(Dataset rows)
+---+

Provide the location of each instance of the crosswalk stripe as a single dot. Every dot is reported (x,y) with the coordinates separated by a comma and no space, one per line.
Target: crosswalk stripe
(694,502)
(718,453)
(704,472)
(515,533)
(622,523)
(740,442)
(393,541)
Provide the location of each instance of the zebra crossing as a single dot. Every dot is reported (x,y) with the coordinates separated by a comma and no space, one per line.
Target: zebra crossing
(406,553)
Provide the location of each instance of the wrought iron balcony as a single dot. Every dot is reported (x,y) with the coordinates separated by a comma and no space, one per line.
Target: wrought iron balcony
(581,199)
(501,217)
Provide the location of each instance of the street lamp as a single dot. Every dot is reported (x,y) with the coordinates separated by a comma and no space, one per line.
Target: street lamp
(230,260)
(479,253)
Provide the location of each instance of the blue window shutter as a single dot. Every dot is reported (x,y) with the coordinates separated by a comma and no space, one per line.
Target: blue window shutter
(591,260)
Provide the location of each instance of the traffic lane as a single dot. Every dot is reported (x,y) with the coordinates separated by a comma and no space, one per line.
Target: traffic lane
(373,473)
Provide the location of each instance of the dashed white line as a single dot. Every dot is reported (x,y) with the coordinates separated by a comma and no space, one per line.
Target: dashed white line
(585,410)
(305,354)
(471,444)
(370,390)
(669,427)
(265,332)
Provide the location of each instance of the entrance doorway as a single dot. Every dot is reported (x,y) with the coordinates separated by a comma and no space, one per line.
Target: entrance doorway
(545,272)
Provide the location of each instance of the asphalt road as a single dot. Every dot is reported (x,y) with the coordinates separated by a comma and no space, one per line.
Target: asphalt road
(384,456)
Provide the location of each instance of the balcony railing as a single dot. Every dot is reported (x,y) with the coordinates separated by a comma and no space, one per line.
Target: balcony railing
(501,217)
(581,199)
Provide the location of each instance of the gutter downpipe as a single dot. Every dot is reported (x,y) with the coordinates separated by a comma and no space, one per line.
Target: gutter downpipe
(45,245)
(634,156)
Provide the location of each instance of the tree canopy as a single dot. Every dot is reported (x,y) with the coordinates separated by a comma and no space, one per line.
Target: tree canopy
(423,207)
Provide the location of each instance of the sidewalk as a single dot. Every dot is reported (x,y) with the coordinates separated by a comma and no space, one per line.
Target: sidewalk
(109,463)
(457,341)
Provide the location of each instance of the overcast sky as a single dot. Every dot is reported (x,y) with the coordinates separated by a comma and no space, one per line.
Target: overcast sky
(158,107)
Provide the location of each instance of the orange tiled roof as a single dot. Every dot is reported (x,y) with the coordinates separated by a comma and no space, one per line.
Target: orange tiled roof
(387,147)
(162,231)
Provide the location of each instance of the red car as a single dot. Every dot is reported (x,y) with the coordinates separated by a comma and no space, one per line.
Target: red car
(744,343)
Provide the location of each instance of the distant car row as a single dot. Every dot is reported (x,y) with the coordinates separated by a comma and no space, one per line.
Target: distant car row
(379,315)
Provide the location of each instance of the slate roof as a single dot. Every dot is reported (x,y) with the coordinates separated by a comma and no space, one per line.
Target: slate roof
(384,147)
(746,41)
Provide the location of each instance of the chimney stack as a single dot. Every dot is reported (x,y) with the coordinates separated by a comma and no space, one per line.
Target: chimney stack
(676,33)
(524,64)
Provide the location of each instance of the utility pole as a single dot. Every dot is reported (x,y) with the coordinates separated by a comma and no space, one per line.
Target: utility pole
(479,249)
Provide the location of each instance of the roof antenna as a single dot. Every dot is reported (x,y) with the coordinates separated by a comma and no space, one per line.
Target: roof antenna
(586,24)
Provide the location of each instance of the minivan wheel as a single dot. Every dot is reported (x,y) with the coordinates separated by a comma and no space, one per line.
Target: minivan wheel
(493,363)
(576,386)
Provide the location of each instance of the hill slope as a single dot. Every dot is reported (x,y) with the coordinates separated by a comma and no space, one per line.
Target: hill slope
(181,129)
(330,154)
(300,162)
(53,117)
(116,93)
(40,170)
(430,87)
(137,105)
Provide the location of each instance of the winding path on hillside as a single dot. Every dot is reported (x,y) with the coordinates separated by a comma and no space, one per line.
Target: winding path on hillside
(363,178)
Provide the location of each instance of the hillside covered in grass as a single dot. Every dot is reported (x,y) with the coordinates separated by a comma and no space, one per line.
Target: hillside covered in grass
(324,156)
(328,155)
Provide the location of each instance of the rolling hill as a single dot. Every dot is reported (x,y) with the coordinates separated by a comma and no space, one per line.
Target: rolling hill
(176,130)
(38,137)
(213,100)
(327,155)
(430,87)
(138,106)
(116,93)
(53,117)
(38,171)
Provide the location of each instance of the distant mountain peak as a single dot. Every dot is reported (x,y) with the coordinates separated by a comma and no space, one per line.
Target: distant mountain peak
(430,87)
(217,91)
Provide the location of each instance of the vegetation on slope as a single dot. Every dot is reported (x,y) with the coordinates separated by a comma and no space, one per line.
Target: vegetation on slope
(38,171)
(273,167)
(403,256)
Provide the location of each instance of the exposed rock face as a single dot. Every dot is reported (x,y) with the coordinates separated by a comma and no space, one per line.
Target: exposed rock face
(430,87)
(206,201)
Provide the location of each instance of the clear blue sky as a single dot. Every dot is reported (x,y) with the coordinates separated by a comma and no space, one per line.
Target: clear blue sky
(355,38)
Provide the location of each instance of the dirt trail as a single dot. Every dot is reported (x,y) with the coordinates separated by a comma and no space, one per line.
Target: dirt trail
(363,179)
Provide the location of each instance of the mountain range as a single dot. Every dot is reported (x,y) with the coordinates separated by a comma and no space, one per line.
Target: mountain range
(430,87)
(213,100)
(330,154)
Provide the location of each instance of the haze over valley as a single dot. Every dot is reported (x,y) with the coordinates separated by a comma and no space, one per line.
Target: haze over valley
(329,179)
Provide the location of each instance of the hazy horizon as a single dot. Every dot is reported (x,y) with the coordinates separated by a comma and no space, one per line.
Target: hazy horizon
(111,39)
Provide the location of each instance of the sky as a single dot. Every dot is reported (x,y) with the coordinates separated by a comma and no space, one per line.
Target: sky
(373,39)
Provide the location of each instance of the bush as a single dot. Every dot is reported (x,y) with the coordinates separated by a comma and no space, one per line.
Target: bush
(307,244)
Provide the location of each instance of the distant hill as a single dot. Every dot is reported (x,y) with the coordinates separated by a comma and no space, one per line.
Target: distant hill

+---+

Exercise prompt.
Can you output every row above again, unchanged, character for character?

The completed task.
Provide the location of each instance of the crosswalk stripe as a single dot. Every dot is reported (x,y) with the coordinates separated by a comma and no space, one per line.
Target: crosswalk stripe
(694,502)
(718,453)
(704,472)
(515,533)
(622,523)
(740,442)
(393,541)
Provide the location of each instance of the zebra crossing as a single dot. Every dot is reported (x,y) with the coordinates separated by a comma and no space, one per line.
Target: zebra crossing
(406,553)
Provide the location of each instance of the wrought iron balcony as a single dot. Every dot is reported (x,y) with the coordinates separated by a comma and no space, one per line.
Target: wrought iron balcony
(581,199)
(501,217)
Provide the location of each instance of the street lamp as a single dot. Every dot is reported (x,y) with the coordinates separated by a comma and no space, one per line.
Target: street lamp
(230,260)
(479,253)
Provide the location of each instance of the blue window shutter as a single dot. Every dot is reported (x,y) with the coordinates separated by a comma and no space, one per line.
Target: blue window shutter
(591,260)
Provide the location of each instance of the traffic lane as a single dot. Every dot is reported (x,y) with the coordinates separated by a comma and no space, one per line.
Target: traffic lane
(373,473)
Provide the location of each instance of the dashed white line as a single dot. Every dot is reported (x,y) with the coordinates separated by a comma and no space, one per line.
Target: dashed white line
(585,410)
(305,354)
(471,444)
(370,390)
(669,427)
(265,332)
Provide the location of each instance of the entrance doorway as a single dot. Every dot is reported (x,y) with the coordinates separated by a comma and no space, one per line.
Target: entrance doorway
(545,272)
Provide the location of each instance of the asphalt road as a single dot. Every dot is reported (x,y) with the coordinates separated by a comma and no space, one per line.
Target: asphalt road
(384,456)
Provide the location of each instance of the balcony railing as a single dot. Every dot is reported (x,y) with the coordinates separated by a comma and no space, one per line.
Target: balcony railing
(501,217)
(581,199)
Provide the location of each instance of the gutter downpipe as a single dot. Every dot is reported (x,y) with the coordinates separated by a comma and no space, one per line.
Target: gutter downpipe
(45,245)
(634,156)
Provide the location of each instance of the tree canopy as a single dot. Every dot is reported (x,y) with the coordinates separated by a comma and no space, one per line.
Target: tree canopy
(423,207)
Provide the location of each instance of the sidewalk as a single dot. Every dot is reported (x,y) with the coordinates separated by a comma and no space, one per line.
Target: sidewalk
(109,463)
(457,341)
Provide the location of each instance of the overcast sky as a single dot. Every dot is reported (x,y) with the coordinates separated by a comma and no space, one per line.
Target: overcast sky
(158,107)
Provide the location of each instance of the orange tiled roof as a single dot. Every dot is reported (x,y) with the coordinates separated by a comma and no space, one per line.
Target: orange tiled roof
(387,147)
(162,231)
Provide the location of each instance of the red car as a single dot. Every dot is reported (x,y) with the coordinates separated by a comma and no space, one per line.
Target: red car
(744,343)
Provide the location of each instance of the distant car row as a single dot. Every dot is reported (x,y) with the coordinates separated by a comma and no space, one per line.
Target: distant car row
(379,315)
Provide the location of each instance of the slate roof as a single dot. Every dot is reported (x,y) with the coordinates separated by a comma and no space, one per line.
Target: slate roof
(384,147)
(746,41)
Provide the location of each instance of the chimney stack as a single dot. Every dot is reported (x,y) with the coordinates separated by a comma and no space, one per line.
Target: chimney stack
(676,33)
(524,64)
Provide the location of each instance of the utility pole as a single dot. Every dot is reported (x,y) with the coordinates separated by a comma and no space, one per line.
Target: utility pole
(479,249)
Provide the location of each instance of the roof antenna as a single dot. Every dot is reported (x,y) with the coordinates separated by a comma and no space, one per line.
Target: roof antenna
(586,24)
Provide the location of each instance of the minivan wheel as a single dot. Every dot is reported (x,y) with the coordinates separated by a comma and no space, one per line.
Target: minivan wheel
(493,363)
(576,386)
Provide the location of each instance of the hill slope as a single dot. Every dot is reported (x,y) with the coordinates separated by a comma and no space, one per line.
Target: hill slope
(181,129)
(330,154)
(300,162)
(53,117)
(116,93)
(40,170)
(430,87)
(137,105)
Provide the location of each instance of the winding path on hillside as a single dot. Every dot is reported (x,y) with the coordinates separated by a comma and no space, one per line.
Target: winding path on hillside
(363,178)
Provide the location of each instance of the hillside covered in grass as a single dot. Every dot is reported (x,y) with the coordinates separated by a comma and no space, one per line.
Target: hillside covered in grass
(324,156)
(328,155)
Provide the location of each instance of the rolling hill as a single dot. Every dot is reported (x,y) with the coordinates separated by a comma and no space, one per line.
Target: rolling hill
(176,130)
(38,137)
(213,100)
(327,155)
(430,87)
(138,106)
(116,93)
(53,117)
(38,171)
Provide the location of each instance of the distant mountain peak as a single dot. Every dot is reported (x,y) with the coordinates separated by a comma and no space, one per line.
Target: distant mountain peak
(430,87)
(217,91)
Provide the location of each instance of the vegetation on slope as a single dot. Every dot is reported (x,y) with the coordinates separated by a comma and no space, one per line.
Target: vegetation on slope
(38,171)
(273,167)
(403,256)
Provide the location of each instance of the exposed rock face as a single dot. Every dot is reported (x,y) with the coordinates separated by a comma and no space, one per line.
Target: exposed rock face
(430,87)
(206,201)
Provide the location of each instance of the clear blue sky as a single dot. Every dot is reported (x,y) with the coordinates separated by a comma and no space, one per line.
Target: clear blue sky
(355,38)
Provide the location of each instance of the dirt trail as a single dot. Every dot is reported (x,y) with the coordinates separated by a comma and no space, one per line.
Target: dirt trail
(363,179)
Provide the location of each instance of the mountain range as a single dot. Every dot is reported (x,y) with the coordinates separated by a comma and no space, one per line.
Target: mountain range
(430,87)
(213,100)
(330,154)
Provide the location of each instance of the haze over valley as a single dot. Every dot is reported (x,y) with the coordinates separated by a comma and no space, one per line.
Target: haze over valley
(329,179)
Provide the location of each instance of the hazy horizon as a single dot. Every dot is reported (x,y) with the coordinates separated by a comma and no space, one per line.
Target: hazy horizon
(111,39)
Provide the location of each instance of the sky as a single dot. Every dot is reported (x,y) with the coordinates separated by a comma and no space, one per line.
Target: sky
(373,39)
Provide the location of each instance of the bush as a single dot. Every dot is reported (x,y) with the coordinates separated by a comma and no space, one per line.
Target: bush
(307,244)
Provide the location of each instance of the distant hill as a single dot. Every dot is reported (x,y) with the coordinates separated by a comma and no space, one per line.
Target: distant hill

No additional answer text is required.